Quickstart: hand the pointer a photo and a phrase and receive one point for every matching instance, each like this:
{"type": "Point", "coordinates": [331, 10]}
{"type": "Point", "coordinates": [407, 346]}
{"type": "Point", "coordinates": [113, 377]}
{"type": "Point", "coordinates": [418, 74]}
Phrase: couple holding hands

TASK TO COMPLETE:
Format all of the data above as a JSON list of strings, with one string per line and any blank lines omitted.

FINAL RESULT:
[
  "Quickstart: hand the pointer a photo and a phrase and receive one point for every matching instance, each like this:",
  "{\"type\": \"Point\", \"coordinates\": [331, 10]}",
  "{\"type\": \"Point\", \"coordinates\": [407, 346]}",
  "{\"type\": \"Point\", \"coordinates\": [113, 377]}",
  "{\"type\": \"Point\", \"coordinates\": [418, 74]}",
  "Phrase: couple holding hands"
]